▶ **Material provided**:
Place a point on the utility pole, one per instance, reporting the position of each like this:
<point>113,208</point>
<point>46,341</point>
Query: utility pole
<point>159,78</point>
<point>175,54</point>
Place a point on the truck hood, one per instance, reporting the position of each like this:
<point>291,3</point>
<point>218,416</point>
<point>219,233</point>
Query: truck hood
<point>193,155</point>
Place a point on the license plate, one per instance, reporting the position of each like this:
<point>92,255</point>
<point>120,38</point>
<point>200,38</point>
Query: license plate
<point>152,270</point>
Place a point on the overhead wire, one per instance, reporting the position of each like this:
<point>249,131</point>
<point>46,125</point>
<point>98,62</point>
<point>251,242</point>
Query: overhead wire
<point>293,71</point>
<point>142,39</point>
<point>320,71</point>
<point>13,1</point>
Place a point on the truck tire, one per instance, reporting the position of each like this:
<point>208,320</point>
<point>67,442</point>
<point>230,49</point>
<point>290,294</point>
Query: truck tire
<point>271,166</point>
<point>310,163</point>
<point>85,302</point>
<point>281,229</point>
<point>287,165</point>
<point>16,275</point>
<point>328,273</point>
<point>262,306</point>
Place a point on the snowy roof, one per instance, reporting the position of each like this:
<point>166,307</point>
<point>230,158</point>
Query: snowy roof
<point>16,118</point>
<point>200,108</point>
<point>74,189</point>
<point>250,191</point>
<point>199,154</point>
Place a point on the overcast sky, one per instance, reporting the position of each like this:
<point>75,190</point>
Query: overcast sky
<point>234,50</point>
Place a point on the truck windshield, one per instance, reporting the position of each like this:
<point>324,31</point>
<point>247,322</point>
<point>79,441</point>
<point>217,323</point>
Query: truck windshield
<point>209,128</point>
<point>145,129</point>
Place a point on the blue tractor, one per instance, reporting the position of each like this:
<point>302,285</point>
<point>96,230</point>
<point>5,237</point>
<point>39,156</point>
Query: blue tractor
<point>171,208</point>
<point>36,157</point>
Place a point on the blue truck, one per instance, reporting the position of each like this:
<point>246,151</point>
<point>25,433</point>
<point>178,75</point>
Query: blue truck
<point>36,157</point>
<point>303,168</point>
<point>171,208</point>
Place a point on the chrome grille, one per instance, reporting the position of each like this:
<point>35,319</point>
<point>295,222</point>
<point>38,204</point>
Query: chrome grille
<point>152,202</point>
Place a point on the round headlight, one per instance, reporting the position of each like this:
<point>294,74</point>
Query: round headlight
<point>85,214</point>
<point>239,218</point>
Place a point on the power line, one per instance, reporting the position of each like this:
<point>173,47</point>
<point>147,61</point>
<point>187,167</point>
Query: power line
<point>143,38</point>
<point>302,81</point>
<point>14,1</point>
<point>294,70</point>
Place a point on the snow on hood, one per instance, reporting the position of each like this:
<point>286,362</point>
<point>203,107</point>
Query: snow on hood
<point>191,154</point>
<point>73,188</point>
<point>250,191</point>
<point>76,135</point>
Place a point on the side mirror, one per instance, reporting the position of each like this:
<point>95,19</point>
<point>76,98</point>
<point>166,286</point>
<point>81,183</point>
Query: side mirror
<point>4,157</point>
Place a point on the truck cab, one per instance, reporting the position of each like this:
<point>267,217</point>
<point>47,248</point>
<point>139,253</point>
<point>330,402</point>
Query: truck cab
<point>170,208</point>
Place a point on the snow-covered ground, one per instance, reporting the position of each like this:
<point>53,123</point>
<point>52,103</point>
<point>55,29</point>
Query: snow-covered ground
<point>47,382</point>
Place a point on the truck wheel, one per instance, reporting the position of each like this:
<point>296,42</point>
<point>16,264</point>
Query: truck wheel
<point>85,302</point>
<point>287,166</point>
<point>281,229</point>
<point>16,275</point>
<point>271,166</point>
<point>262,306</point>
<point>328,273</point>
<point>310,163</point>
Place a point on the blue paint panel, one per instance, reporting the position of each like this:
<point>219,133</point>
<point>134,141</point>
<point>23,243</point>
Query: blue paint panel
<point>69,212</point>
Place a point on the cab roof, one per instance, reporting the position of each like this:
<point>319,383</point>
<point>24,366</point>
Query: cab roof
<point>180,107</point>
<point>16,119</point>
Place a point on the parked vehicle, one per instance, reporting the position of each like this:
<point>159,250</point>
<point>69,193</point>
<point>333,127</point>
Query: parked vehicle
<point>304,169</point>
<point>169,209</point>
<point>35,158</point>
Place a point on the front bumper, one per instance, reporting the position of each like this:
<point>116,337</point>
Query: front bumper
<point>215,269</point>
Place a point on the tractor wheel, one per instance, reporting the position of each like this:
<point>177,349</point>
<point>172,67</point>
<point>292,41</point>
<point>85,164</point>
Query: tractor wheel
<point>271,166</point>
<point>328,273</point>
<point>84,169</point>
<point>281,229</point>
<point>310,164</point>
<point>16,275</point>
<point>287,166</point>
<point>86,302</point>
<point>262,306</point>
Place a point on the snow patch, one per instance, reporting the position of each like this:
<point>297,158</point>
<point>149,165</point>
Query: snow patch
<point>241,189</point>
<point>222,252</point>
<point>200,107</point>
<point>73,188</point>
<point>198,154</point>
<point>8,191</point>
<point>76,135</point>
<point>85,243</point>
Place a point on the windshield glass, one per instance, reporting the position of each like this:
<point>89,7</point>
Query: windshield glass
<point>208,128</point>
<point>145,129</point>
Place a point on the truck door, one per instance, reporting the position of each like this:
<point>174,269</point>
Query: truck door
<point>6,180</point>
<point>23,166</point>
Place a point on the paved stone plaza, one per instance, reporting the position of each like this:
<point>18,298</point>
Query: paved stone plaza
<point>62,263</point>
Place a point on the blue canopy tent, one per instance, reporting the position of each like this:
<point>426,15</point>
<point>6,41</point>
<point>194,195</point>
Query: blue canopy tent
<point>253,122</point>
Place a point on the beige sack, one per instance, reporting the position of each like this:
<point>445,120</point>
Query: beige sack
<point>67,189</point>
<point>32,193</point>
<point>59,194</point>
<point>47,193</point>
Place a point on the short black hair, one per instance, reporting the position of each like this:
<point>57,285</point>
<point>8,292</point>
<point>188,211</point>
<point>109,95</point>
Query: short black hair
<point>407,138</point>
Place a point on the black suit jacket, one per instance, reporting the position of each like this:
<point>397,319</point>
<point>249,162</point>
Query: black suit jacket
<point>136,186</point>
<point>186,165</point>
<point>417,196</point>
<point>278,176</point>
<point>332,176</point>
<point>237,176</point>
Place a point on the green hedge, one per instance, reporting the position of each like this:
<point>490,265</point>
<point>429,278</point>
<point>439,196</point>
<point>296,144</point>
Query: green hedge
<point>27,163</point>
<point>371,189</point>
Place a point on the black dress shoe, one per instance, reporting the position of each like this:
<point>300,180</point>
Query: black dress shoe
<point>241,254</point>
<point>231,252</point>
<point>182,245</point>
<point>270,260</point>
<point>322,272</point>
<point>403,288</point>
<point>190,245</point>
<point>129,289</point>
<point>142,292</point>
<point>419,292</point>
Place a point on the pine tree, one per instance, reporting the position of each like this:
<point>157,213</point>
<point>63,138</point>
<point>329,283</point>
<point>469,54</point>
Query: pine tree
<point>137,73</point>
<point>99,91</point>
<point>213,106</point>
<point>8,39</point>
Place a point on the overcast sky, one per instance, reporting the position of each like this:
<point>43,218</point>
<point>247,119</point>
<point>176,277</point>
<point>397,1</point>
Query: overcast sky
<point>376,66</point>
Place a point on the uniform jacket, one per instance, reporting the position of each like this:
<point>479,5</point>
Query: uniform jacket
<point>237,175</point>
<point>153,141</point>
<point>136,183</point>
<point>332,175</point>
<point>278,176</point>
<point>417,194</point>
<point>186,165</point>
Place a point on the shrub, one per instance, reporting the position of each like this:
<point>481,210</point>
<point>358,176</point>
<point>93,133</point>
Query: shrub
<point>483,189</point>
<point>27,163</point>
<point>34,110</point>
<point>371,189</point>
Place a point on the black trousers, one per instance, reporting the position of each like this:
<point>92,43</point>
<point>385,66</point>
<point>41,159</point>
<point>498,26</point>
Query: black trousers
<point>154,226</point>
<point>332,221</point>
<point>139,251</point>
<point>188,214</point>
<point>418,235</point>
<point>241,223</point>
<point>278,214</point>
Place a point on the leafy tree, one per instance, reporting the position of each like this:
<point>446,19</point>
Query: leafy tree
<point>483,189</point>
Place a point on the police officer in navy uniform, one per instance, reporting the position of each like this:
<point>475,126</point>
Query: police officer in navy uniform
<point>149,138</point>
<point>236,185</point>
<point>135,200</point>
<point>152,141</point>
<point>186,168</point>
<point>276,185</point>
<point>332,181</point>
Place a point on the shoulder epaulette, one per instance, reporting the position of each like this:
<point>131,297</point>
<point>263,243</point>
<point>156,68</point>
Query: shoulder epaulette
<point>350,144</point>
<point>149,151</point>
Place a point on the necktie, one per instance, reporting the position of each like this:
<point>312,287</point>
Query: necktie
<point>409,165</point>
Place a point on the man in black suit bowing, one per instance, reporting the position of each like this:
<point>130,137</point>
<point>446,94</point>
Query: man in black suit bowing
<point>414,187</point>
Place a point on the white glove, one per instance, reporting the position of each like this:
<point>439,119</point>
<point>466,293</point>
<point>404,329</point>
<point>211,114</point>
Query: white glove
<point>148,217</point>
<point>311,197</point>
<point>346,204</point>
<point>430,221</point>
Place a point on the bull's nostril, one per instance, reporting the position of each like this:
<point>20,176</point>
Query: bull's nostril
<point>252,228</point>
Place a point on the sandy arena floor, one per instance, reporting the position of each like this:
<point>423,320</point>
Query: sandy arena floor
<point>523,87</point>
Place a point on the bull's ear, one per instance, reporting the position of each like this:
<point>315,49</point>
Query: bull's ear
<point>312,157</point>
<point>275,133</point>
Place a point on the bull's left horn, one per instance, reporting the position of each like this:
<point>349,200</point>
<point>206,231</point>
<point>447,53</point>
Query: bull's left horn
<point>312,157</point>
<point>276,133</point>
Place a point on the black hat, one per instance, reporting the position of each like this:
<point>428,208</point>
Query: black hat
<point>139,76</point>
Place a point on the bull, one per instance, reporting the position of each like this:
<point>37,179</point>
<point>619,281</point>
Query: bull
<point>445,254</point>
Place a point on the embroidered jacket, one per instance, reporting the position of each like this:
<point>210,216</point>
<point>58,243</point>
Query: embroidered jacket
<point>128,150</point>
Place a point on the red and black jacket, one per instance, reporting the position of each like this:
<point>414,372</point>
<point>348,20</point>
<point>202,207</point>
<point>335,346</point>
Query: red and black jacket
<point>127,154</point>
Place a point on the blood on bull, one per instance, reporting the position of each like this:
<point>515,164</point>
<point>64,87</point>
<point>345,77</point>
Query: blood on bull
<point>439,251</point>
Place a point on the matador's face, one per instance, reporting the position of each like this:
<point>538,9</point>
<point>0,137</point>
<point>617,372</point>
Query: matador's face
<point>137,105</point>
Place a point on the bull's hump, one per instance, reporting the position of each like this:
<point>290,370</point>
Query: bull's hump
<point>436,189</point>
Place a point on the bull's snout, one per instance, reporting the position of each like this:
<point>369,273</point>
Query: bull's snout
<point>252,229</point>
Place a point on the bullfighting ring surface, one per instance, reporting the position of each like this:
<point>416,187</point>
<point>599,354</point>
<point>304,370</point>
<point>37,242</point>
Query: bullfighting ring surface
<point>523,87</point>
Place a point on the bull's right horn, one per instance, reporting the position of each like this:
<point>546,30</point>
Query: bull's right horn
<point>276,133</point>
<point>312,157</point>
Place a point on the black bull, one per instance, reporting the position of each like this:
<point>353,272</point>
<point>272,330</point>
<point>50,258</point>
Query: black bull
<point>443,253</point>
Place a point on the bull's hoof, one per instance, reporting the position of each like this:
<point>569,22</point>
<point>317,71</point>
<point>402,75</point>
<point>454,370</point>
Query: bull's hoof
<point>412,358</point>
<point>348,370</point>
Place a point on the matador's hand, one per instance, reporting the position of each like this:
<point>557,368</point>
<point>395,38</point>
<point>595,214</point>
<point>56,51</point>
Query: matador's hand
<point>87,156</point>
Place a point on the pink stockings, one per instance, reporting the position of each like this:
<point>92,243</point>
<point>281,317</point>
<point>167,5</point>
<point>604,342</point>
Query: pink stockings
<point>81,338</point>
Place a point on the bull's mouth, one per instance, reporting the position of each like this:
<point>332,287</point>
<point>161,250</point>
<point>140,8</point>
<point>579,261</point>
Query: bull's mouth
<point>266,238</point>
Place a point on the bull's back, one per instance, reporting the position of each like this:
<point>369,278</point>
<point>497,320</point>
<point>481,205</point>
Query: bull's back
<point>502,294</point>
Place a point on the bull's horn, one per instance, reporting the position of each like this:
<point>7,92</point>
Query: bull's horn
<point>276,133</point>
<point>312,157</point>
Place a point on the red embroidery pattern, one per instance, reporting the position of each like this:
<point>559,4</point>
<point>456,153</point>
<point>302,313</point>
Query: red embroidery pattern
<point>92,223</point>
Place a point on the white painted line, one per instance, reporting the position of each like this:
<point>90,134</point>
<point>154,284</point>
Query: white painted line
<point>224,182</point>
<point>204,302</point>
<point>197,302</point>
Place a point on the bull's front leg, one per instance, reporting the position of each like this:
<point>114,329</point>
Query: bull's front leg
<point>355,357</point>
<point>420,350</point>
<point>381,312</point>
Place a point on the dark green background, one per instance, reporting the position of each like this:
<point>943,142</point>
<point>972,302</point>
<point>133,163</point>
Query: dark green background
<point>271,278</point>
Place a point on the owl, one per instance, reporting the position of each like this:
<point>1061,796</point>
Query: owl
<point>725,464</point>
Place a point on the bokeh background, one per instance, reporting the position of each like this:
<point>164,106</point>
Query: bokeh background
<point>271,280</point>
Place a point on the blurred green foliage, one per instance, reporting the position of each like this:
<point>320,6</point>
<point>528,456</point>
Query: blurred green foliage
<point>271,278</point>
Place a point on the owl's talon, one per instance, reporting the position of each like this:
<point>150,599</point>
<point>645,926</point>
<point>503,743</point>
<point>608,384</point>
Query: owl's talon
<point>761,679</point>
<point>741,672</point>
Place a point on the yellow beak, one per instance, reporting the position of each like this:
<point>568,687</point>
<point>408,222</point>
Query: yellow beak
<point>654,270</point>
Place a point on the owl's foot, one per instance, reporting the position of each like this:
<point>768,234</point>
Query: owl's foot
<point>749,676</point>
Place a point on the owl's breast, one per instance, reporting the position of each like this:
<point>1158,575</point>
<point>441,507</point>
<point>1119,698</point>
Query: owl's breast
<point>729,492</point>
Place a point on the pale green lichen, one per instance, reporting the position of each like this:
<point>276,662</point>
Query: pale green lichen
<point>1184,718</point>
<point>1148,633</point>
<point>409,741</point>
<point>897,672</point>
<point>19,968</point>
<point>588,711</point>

▶ **Required task**:
Quote only the lines from the line containing "Place a point on the yellow" through the end of the listing, please, keeping both the first and the last line.

▶ **Result for this task**:
Place a point on the yellow beak, one per instance, reporting the position of each like this:
<point>568,687</point>
<point>408,222</point>
Query: yellow beak
<point>654,270</point>
Place a point on the owl's foot, one per instance, reporting the position of each like this:
<point>768,234</point>
Query: owl's foot
<point>749,676</point>
Place a point on the owl's breast, one per instance, reporting the position of each like this:
<point>1158,575</point>
<point>441,507</point>
<point>1119,698</point>
Query: owl's breast
<point>729,492</point>
Place a point on the pale green lichen, one per instance, reporting the position of each like this:
<point>276,662</point>
Query: pale green lichen
<point>1184,718</point>
<point>1148,633</point>
<point>409,741</point>
<point>897,672</point>
<point>19,968</point>
<point>588,711</point>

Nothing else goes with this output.